▶ 提供テキスト:
明日の株式相場に向けて=「原発関連」と「EV関連」の2頭立て馬車

市況
2022年8月25日 17時00分

きょう(25日)の東京株式市場は、日経平均株価が前営業日比165円高の2万8479円と6日ぶりに反発した。ただ、出来高は2兆円ソコソコで様子見ムードは拭えず、満を持して切り返したという感触はない。米カンザスシティー連銀主催の経済政策シンポジウム、いわゆるジャクソンホール会議がきょう(日本時間では明朝)から27日までの日程で開催されるが、マーケットが注目するのは日本時間あす夜11時頃に行われるパウエルFRB議長の講演である。市場関係者は「パウエル氏の発言はある程度タカ派的な内容が予想されるだけに、マーケットは事前に身構えているが、通過すればいったんアク抜け感が出るのではないか」(生保系エコノミスト)という見方も出ていた。

しかし、油断はできない。焦点となるのは9月下旬開催のFOMCにおいて政策金利の引き上げ幅が0.75%か0.5%かという近視眼的な思惑ではなく、来年に果たして利下げがあるのかどうかという大局的な部分である。当然ながらFRBは来年の利下げの可能性についてはこれまで一言たりとも触れておらず、ここ最近の戻り相場が投資マネーの“早過ぎる見切り発車”であったとすれば、その分の調整圧力が9月9日のメジャーSQ算出に向けて発現する可能性がある。売り方の仕掛けとしても9月初旬は要注意となる。

個別株は企業の決算発表通過を契機として、これまで雌伏していたテーマ材料株に物色の矛先が向いている。きょうは前日に続き原発関連株に買いが向かった。その象徴株である東京電力ホールディングス<9501>は前日に10%高と値を飛ばし、プライム市場で値上がり率首位と躍進したが、きょうはその反動もあって上値の重い展開を強いられた。同社株については、「一時は売り買い拮抗状態にあった信用取組が大きく緩み、大幅に買い長となっていることが上値の重さにつながっている」(ネット証券マーケットアナリスト)というが、売り残が増えてくれば再び需給相場の素地を開花させるケースも考えられる。

▶ 作業指示:
a - 市況記事によると、日経平均株価は何日ぶりに反発しましたか。
b - 市況記事の「しかし、油断はできない。焦点」から「ても9月初旬は要注意となる。」までを、終わりの語句も含めて書き写してください。

物体の位置に関するデータセット記録
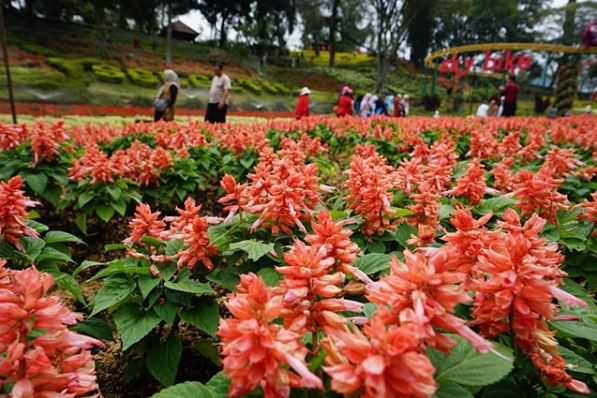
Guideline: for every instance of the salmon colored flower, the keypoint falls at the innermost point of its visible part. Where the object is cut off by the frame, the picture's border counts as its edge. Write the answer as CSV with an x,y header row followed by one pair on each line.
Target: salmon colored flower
x,y
145,223
55,362
197,246
385,361
426,291
472,185
516,287
13,212
257,351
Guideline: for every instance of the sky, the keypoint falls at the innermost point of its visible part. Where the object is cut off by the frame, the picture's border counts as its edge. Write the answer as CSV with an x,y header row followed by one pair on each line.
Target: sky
x,y
196,21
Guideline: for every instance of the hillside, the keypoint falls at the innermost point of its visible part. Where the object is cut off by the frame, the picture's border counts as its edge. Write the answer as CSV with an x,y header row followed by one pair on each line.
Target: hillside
x,y
70,63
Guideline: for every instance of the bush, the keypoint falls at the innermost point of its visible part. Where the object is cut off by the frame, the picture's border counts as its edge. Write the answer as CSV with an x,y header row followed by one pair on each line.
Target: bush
x,y
143,78
108,74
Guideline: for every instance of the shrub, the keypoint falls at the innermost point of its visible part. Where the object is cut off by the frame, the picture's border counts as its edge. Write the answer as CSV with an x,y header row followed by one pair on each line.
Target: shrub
x,y
108,73
143,78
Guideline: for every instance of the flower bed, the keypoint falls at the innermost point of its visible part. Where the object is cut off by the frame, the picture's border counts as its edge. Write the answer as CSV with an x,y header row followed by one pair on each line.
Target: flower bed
x,y
411,257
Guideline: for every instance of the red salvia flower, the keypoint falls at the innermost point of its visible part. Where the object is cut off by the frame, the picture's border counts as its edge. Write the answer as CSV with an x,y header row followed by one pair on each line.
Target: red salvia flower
x,y
57,363
258,352
13,212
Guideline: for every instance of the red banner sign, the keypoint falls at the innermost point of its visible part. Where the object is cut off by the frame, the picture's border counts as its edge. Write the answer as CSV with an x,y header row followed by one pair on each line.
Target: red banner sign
x,y
496,63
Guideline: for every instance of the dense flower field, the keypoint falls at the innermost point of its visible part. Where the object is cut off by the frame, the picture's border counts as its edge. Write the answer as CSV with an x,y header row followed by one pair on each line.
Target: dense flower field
x,y
414,257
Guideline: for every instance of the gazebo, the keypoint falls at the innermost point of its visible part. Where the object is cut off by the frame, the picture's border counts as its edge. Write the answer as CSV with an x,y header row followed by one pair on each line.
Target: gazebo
x,y
180,31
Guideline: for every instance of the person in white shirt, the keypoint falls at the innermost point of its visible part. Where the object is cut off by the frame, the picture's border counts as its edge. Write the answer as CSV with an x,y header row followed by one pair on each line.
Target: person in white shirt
x,y
219,97
482,110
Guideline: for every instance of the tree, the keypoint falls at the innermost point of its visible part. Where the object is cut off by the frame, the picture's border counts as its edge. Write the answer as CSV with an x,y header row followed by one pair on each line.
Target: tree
x,y
390,32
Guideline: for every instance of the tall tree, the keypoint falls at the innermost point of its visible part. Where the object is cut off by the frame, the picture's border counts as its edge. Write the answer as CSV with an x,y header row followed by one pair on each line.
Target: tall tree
x,y
390,31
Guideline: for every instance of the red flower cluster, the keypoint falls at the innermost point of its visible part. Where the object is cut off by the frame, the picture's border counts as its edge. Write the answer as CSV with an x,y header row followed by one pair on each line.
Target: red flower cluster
x,y
188,226
39,356
13,211
516,283
257,351
139,163
282,190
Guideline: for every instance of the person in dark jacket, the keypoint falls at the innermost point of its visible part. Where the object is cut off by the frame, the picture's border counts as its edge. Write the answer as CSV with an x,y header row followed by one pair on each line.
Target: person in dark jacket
x,y
165,101
302,103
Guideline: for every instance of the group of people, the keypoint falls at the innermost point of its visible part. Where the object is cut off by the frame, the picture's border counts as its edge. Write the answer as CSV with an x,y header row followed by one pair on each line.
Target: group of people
x,y
505,105
364,106
218,99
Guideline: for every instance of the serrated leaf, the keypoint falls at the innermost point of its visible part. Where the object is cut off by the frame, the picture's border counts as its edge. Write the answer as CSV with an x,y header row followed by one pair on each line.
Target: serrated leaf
x,y
146,284
373,263
163,360
37,182
205,317
166,311
577,329
190,286
190,389
61,237
450,389
254,249
133,324
270,276
97,328
464,365
115,290
105,213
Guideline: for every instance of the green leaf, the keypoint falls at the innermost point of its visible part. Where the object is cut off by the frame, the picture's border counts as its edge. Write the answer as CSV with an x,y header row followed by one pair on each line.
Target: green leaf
x,y
449,389
575,362
163,360
81,221
85,265
115,290
37,182
404,232
190,389
85,198
49,254
97,328
119,206
32,247
255,249
373,263
133,324
270,276
105,213
496,205
205,317
464,365
219,384
70,284
166,311
146,284
577,329
190,286
61,237
122,267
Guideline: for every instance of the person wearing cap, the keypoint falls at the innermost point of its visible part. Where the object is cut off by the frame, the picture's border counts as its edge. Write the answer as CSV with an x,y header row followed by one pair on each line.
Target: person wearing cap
x,y
302,103
344,105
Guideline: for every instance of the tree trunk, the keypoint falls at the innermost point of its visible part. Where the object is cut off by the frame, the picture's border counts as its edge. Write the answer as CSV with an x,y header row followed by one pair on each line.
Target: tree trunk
x,y
223,32
333,24
169,37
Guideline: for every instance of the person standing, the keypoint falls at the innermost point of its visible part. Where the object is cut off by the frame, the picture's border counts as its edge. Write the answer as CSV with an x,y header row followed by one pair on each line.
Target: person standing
x,y
302,104
511,97
165,101
344,105
219,97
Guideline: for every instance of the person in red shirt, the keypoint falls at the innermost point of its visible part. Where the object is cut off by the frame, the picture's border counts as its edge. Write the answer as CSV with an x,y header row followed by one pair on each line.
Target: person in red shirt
x,y
302,103
345,103
510,97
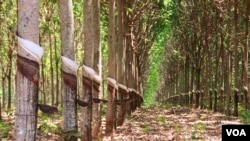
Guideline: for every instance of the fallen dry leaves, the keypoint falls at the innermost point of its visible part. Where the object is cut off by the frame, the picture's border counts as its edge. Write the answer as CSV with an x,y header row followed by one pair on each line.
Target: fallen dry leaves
x,y
172,124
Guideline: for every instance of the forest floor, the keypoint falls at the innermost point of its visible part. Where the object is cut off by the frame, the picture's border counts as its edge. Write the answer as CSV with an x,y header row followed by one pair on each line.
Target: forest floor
x,y
172,124
154,123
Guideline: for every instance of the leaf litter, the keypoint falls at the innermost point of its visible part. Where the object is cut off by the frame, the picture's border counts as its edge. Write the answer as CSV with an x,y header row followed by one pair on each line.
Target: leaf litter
x,y
172,124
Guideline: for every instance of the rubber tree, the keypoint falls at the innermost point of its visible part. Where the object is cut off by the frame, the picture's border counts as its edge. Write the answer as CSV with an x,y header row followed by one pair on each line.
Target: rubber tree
x,y
69,75
27,75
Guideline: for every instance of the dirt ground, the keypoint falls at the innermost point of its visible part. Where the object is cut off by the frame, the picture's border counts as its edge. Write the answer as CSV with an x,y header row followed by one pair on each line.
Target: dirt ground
x,y
172,124
154,123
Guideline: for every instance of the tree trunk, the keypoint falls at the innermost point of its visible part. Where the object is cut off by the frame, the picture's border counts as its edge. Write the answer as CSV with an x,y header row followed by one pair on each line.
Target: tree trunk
x,y
69,76
97,68
111,67
88,61
27,87
245,58
121,61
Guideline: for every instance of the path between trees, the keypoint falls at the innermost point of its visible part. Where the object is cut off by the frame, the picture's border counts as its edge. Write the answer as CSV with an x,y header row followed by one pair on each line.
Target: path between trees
x,y
154,123
172,124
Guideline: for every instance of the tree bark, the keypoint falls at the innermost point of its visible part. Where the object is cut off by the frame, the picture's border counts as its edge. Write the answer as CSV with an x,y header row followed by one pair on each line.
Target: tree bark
x,y
88,61
97,67
111,67
26,89
69,77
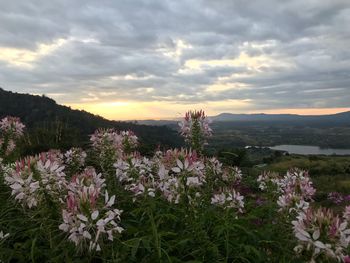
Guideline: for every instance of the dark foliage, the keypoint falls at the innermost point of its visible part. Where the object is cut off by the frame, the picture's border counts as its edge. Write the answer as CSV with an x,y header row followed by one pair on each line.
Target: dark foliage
x,y
55,126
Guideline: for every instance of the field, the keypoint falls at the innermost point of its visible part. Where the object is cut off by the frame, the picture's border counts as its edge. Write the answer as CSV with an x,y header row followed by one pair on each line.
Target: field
x,y
108,203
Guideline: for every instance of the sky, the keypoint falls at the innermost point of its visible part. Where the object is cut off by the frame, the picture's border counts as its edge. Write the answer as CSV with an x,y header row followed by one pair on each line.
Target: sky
x,y
148,59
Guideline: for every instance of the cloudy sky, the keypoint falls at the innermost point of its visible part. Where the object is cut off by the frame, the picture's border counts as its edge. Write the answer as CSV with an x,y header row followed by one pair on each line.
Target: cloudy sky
x,y
156,59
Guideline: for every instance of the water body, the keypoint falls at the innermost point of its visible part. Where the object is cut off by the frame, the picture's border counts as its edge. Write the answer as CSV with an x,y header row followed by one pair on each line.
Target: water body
x,y
307,149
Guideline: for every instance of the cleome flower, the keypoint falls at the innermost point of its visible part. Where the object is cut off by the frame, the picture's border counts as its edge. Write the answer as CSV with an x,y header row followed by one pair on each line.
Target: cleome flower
x,y
111,139
136,173
12,126
228,198
195,129
75,157
321,235
87,216
33,177
11,129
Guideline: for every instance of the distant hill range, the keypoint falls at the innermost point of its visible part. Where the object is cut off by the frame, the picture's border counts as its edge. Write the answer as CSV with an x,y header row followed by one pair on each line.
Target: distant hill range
x,y
42,116
339,118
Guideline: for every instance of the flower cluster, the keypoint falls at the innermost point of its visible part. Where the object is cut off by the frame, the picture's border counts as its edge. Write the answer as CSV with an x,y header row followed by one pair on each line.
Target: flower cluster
x,y
33,177
87,216
268,181
136,174
180,175
321,235
109,145
296,190
120,142
74,160
11,129
195,128
229,198
338,198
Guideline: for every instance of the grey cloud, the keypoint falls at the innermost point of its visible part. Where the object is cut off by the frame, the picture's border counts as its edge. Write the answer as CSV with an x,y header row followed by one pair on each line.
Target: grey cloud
x,y
122,47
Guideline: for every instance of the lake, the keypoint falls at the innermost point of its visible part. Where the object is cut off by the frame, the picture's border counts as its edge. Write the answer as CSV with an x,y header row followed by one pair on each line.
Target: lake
x,y
307,149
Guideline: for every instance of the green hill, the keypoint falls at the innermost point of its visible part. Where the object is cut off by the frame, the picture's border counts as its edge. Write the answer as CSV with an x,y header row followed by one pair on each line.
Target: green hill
x,y
51,125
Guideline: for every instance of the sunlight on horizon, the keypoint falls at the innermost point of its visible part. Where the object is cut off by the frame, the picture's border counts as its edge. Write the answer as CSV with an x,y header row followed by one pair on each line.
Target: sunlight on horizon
x,y
123,110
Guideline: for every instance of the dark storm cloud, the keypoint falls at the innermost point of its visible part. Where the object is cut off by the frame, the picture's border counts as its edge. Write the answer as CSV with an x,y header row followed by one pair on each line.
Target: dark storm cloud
x,y
277,54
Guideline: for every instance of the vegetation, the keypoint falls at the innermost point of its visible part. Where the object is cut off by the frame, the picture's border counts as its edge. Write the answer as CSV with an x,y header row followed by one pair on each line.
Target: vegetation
x,y
52,126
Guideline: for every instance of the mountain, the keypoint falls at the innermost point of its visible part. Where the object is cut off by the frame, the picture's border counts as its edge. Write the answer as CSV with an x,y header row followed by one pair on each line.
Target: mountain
x,y
339,117
55,126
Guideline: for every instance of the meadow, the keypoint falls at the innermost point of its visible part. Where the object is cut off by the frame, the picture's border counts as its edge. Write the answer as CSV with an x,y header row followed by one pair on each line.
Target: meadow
x,y
109,203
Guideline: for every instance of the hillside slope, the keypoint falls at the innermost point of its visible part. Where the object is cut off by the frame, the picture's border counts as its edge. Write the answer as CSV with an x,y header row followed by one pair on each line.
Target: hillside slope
x,y
40,112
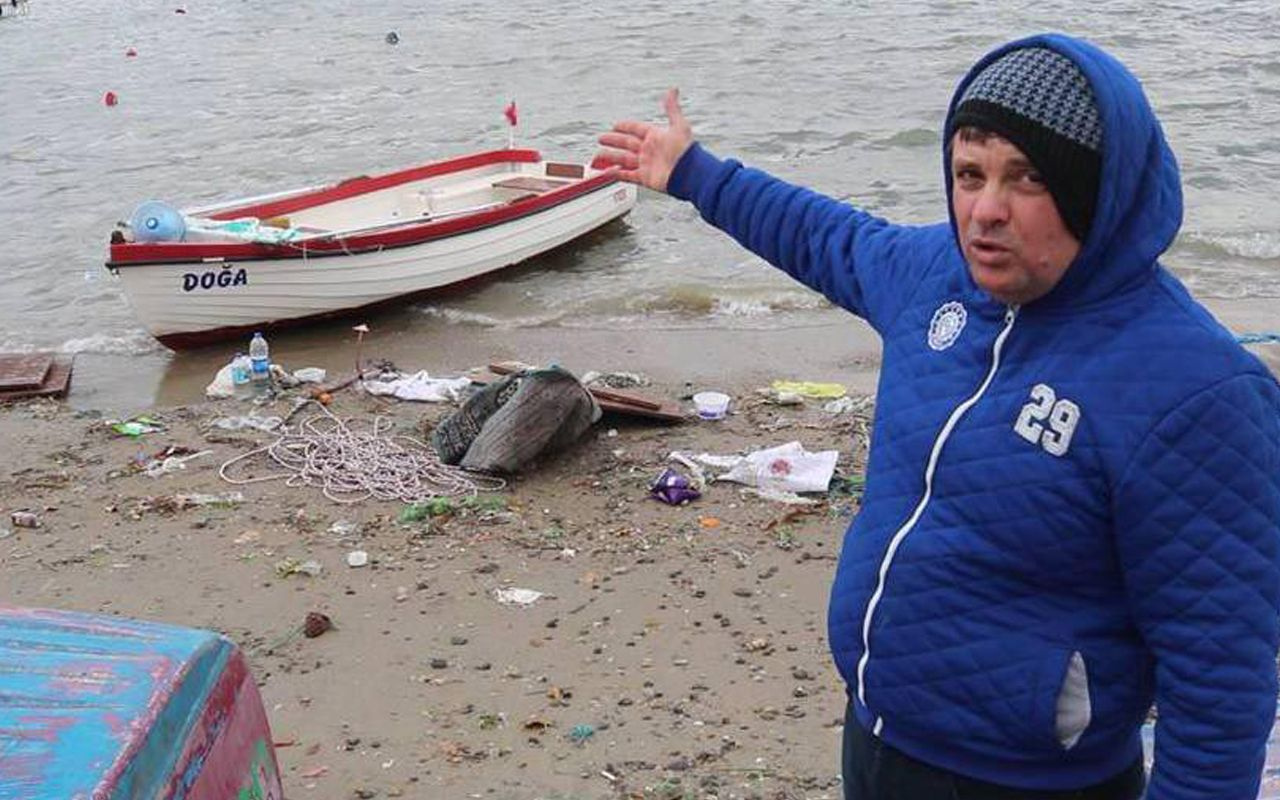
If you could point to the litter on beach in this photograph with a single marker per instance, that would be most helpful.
(419, 387)
(516, 595)
(786, 467)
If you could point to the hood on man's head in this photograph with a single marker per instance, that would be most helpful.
(1083, 119)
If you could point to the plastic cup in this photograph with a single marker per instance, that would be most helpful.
(711, 405)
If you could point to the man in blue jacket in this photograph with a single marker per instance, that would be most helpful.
(1073, 497)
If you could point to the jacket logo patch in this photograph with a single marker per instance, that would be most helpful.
(946, 325)
(1047, 420)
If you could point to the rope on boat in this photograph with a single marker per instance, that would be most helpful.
(1258, 338)
(355, 460)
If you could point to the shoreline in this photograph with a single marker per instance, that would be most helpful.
(690, 640)
(842, 350)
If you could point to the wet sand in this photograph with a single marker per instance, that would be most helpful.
(689, 640)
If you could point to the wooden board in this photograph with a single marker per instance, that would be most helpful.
(54, 382)
(23, 370)
(528, 183)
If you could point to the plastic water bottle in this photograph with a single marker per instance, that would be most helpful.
(241, 370)
(260, 361)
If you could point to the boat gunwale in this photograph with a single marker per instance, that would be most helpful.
(411, 233)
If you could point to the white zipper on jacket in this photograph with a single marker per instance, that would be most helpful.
(1010, 315)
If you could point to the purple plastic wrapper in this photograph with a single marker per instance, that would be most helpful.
(672, 488)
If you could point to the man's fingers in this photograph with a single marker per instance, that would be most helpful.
(618, 158)
(620, 141)
(631, 127)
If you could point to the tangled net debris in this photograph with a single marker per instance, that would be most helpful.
(353, 460)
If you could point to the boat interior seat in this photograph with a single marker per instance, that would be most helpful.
(529, 183)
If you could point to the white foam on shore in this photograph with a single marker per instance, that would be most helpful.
(1257, 245)
(457, 316)
(132, 343)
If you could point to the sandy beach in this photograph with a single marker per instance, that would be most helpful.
(677, 652)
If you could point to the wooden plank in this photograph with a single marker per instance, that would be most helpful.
(528, 183)
(23, 370)
(558, 169)
(609, 400)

▶ 課題別解答:
a - 6日ぶり

b -
しかし、油断はできない。焦点となるのは9月下旬開催のFOMCにおいて政策金利の引き上げ幅が0.75%か0.5%かという近視眼的な思惑ではなく、来年に果たして利下げがあるのかどうかという大局的な部分である。当然ながらFRBは来年の利下げの可能性についてはこれまで一言たりとも触れておらず、ここ最近の戻り相場が投資マネーの“早過ぎる見切り発車”であったとすれば、その分の調整圧力が9月9日のメジャーSQ算出に向けて発現する可能性がある。売り方の仕掛けとしても9月初旬は要注意となる。